▶ **Data listing**:
------------------------------------------------------------

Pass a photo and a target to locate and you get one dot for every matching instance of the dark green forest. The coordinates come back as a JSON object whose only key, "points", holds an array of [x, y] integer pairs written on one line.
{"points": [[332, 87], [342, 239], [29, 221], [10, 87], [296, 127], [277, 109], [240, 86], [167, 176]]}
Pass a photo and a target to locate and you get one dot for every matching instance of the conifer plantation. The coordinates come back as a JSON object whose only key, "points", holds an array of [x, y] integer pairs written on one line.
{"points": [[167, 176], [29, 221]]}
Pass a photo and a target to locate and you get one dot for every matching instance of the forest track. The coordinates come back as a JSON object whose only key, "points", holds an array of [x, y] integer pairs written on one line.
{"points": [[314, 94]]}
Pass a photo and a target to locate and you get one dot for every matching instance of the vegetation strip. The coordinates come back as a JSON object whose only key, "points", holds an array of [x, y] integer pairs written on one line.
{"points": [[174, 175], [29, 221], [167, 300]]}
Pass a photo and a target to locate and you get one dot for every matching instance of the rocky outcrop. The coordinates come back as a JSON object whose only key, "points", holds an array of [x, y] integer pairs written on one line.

------------------------------------------------------------

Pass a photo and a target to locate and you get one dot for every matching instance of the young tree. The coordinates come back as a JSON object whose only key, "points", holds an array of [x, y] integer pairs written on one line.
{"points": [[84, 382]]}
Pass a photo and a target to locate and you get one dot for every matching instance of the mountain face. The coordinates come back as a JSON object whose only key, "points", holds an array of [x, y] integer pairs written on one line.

------------------------------------------------------------

▶ **Your instructions**: Return, word for word, the part of the items above that opens with the line containing "of the dark" and closes with the line containing "of the rocky". Include both of those lines.

▶ **Written solution**:
Pass a photo and a target to locate and you get one dot for every matching instance of the dark green forest. The coordinates come back as a JSON object whose only key, "points", holds an array of [x, y] integer pairs written on one line.
{"points": [[332, 87], [342, 239], [29, 221], [10, 87], [296, 127], [277, 109], [240, 86], [167, 176]]}
Pass a photo and a target to locate and you get one dot for every matching instance of the conifer plantation. The coordinates come back as a JSON object whose only key, "points", holds an array of [x, y] integer pairs written on one line.
{"points": [[167, 176], [29, 221]]}
Pass a photo and a target to locate and you get one dot for every matching instance of the forest track. The coordinates come back as a JSON object whose only key, "points", holds an array of [x, y] integer pairs written on one line.
{"points": [[314, 94]]}
Pass a photo and a target to locate and you get one dot for every matching instance of the vegetation strip. The coordinates come back as a JSON object whose only key, "points", holds an array of [x, y] integer pairs written on one line.
{"points": [[174, 175], [29, 221], [167, 300]]}
Pass a photo and a target to locate and you get one dot for every matching instance of the rocky outcrop. The coordinates come back as a JSON object whose only key, "points", holds an array of [x, y] integer pairs written on one line.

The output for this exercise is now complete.